TASK TO CARRY OUT - Write the records below out again word for word, with the pictures removed.

____

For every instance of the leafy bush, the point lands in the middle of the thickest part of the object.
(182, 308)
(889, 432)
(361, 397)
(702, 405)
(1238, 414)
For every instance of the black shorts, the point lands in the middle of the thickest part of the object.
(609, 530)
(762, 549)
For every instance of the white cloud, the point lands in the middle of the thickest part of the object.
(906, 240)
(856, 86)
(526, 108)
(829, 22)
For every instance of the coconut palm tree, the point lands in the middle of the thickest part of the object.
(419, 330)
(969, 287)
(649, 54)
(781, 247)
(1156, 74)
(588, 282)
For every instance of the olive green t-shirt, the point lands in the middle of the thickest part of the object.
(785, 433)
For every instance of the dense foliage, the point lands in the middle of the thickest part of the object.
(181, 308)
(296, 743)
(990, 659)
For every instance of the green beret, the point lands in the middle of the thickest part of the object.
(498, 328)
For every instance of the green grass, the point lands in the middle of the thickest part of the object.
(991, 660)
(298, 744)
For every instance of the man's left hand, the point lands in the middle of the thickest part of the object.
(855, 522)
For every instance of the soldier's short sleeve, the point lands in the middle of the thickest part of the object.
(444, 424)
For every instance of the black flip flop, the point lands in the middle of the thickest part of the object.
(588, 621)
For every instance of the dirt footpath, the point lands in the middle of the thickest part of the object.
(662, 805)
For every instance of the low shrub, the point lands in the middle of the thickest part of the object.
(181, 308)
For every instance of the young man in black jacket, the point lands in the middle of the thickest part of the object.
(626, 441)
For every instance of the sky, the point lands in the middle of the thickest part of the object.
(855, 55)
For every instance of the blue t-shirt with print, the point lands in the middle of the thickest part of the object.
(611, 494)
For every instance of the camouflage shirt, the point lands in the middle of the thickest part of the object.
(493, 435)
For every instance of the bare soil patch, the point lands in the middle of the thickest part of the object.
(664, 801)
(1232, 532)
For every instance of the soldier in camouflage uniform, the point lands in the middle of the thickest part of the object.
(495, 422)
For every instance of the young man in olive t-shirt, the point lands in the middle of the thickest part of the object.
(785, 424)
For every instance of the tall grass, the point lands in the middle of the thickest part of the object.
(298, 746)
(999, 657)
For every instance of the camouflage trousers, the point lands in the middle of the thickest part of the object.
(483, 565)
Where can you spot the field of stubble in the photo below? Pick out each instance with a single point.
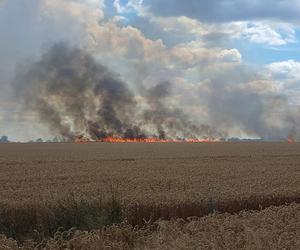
(142, 188)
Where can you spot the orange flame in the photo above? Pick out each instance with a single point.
(141, 140)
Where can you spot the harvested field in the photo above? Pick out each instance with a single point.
(138, 182)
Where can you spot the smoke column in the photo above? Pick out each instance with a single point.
(77, 97)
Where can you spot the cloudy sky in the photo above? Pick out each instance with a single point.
(233, 64)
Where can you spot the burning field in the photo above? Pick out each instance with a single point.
(157, 195)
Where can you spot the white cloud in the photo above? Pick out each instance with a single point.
(261, 32)
(284, 70)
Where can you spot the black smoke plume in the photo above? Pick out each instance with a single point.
(77, 97)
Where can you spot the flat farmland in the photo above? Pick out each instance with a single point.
(149, 172)
(150, 182)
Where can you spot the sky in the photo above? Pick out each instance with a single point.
(233, 64)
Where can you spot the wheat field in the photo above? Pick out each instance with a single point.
(209, 186)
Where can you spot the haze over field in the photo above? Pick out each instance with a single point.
(187, 69)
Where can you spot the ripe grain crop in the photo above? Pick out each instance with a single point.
(49, 184)
(272, 228)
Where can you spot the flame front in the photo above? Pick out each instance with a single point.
(140, 140)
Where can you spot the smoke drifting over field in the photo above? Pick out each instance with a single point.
(75, 96)
(161, 76)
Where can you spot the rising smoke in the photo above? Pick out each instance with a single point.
(74, 96)
(77, 97)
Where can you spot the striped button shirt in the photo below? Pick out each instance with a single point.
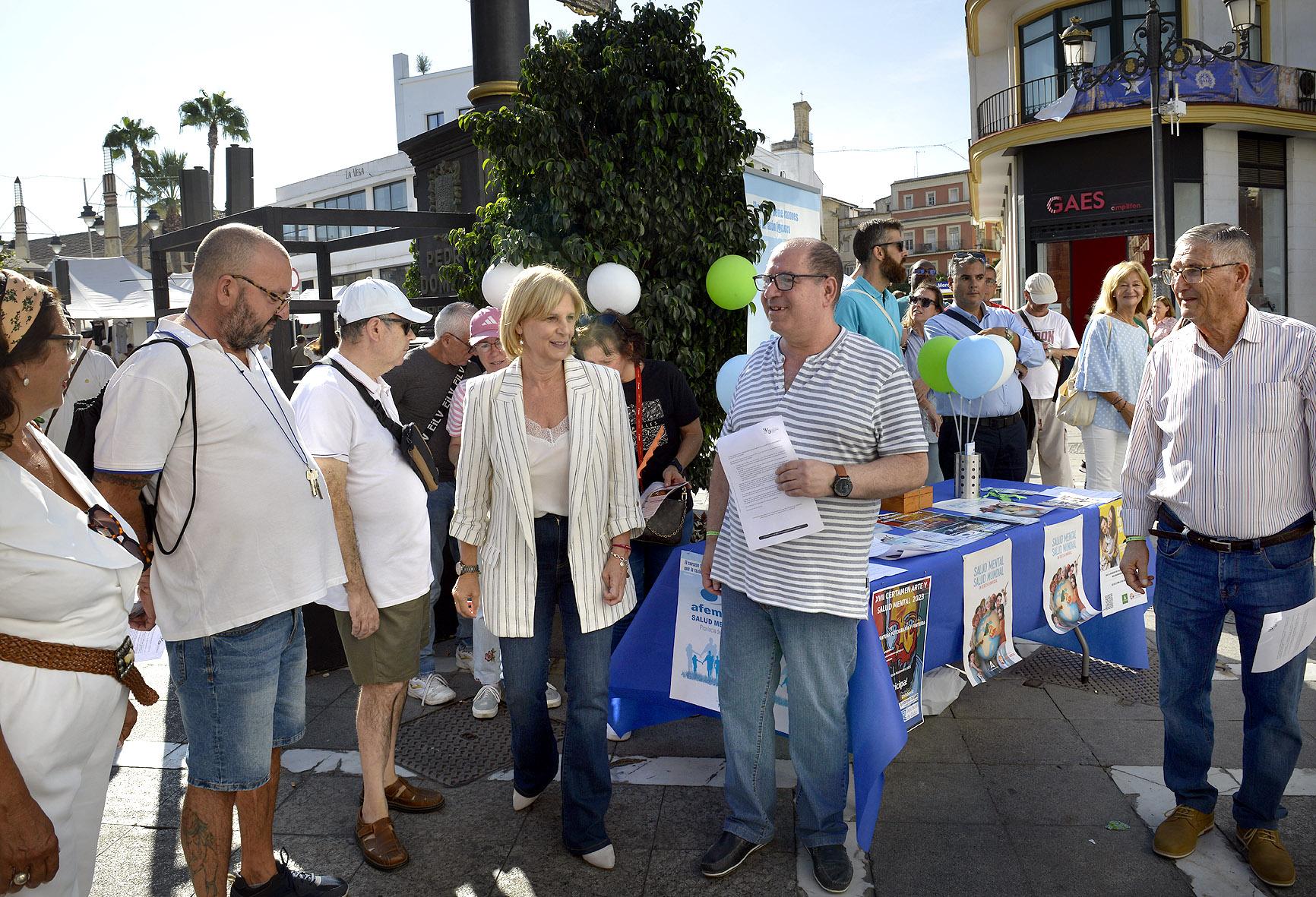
(1226, 442)
(850, 404)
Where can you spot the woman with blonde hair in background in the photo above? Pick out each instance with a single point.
(1109, 368)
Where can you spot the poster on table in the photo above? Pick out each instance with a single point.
(697, 645)
(900, 614)
(1116, 595)
(989, 632)
(1064, 600)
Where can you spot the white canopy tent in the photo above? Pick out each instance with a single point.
(113, 289)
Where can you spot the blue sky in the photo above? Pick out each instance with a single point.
(316, 81)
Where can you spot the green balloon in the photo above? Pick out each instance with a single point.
(731, 282)
(932, 363)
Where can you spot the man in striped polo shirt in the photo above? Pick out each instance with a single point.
(1220, 469)
(852, 416)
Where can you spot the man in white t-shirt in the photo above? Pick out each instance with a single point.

____

ANSWER TO THIS EXERCISE -
For every instance of the leafy bush, the point lands in the middle of the thickest part of the object.
(182, 308)
(889, 432)
(361, 397)
(702, 405)
(1238, 414)
For every instance of the black shorts, the point lands in the middle of the thickest part of the object.
(609, 530)
(762, 549)
For every instance of the white cloud, the point lands in the middle of the thickest part of the object.
(906, 240)
(856, 86)
(526, 108)
(829, 22)
For every instance of the coconut palm tree, the point lands in the middle of the thickest part of the object.
(419, 330)
(969, 287)
(649, 54)
(781, 247)
(1156, 74)
(588, 282)
For every instance of the olive green t-shirt, the point lands in the middle of the thickest part of the object.
(785, 433)
For every instance of the dense foliage, the point lands in the middle of the thickest part of the object.
(181, 308)
(296, 743)
(990, 659)
For every instance of the green beret, the point lands in the middle of the thickest part of the object.
(498, 328)
For every instance of the green grass, the point lands in the middle of the thickest part of the object.
(991, 660)
(298, 744)
For every instance of the man's left hand, the point lands in the middle of the thickest part of the object.
(855, 522)
For every instance of the soldier's short sleeve, the point lands in the middle of the thickest part of the object.
(444, 424)
For every instance of the black flip flop, the point lands in the middle of the thickest part of the object.
(588, 621)
For every instance of the dirt footpath, the point lands in the middle of the thickest part of the object.
(662, 805)
For every instance of the low shrub, the point lands in the middle of the thickest part of the object.
(181, 308)
For every instance of the young man in black jacket, the point lands in the middle of the thickest part of the object.
(626, 441)
For every instance of the sky, the point lands in the middle of the thickest part of the object.
(855, 55)
For every instance of the blue t-shirt with print, the point lands in the middle of the thickest part of the object.
(611, 494)
For every instance of the camouflage shirt, the point lands in the middle of the thickest part of the object.
(493, 435)
For every instance of the bare soil patch, the point lands in the middle of the thickest part of the object.
(664, 801)
(1232, 532)
For every instance of the soldier in camouflage uniform, the point lands in the middle of the thickest part of the object.
(495, 422)
For every instance of the young man in olive t-shirt, the point lands in the middle of the thickest part of the object.
(785, 424)
For every instance of the tall grass, the point lands in the middle of the thickest part of the object.
(298, 746)
(999, 657)
For every instance of the camouflage trousers, the point lands in the middle of the thickest part of the object.
(483, 565)
Where can you spot the field of stubble in the photo below? Pick out each instance with a single point.
(142, 188)
Where can you spot the orange flame in the photo above? Pick out each instance with a single point.
(141, 140)
Where can you spot the harvested field in the photo above? Pick out each instance with a single point.
(138, 182)
Where can you spot the smoke column in the photo above? Pick out each instance with a single point.
(77, 97)
Where can you spot the cloudy sky in the photo above? Pick out each instance with a single point.
(233, 64)
Where can you spot the burning field in the photo above? Pick out each instance with a single point.
(157, 195)
Where can you spot the white cloud in the photo above? Pick out each instance with a single point.
(261, 32)
(284, 70)
Where can you spot the black smoke plume in the photo above? Pick out each instance with a single point.
(77, 97)
Where can you spot the flat farmland in the photo above? Pick out each instance with a single point.
(149, 172)
(150, 182)
Where can you spot the sky in the photo above? Pick out each instance with a single point.
(233, 64)
Where can you spot the wheat field in the photo above? Pick out each instance with a single point.
(209, 186)
Where can you spot the haze over field in the photo above? Pick out each instance with a single point.
(187, 69)
Where can you spot the ripe grain crop in the photo above? Pick out each instance with a single point.
(49, 184)
(272, 228)
Where can you spot the flame front in the photo above? Pick out each instance with a single point.
(140, 140)
Where can you spot the smoke drifting over field in the photo above? Pick out each instance with a single point.
(75, 96)
(161, 76)
Where can you spot the rising smoke in the photo above? Pick out each instance with a single point.
(74, 96)
(77, 97)
Where can you spot the striped button shirt in the photo below? Pick out each instance with a single point.
(1226, 442)
(850, 404)
Where can you spot the woman with blonde hair in background in the photo above? Pick out each instance with a single point.
(1109, 368)
Where can you spot the poster on table in the photo above? Pick out each instance with a single point.
(697, 645)
(900, 614)
(1116, 595)
(989, 632)
(1064, 600)
Where can you spot the white canopy tent in the photo above? Pick out each instance with a single point.
(113, 289)
Where can you spot the blue sky in the photo above? Pick out each instance with a single point.
(316, 81)
Where can you spot the green balloon in the photo above? Pick out each instance with a single point.
(731, 282)
(932, 363)
Where can you spot the man in striped polo shirt in the photo above? Pick out each instance with a single point.
(1220, 469)
(852, 416)
Where can you spot the man in white t-shirt in the photo above? Pick out each instance with a single point.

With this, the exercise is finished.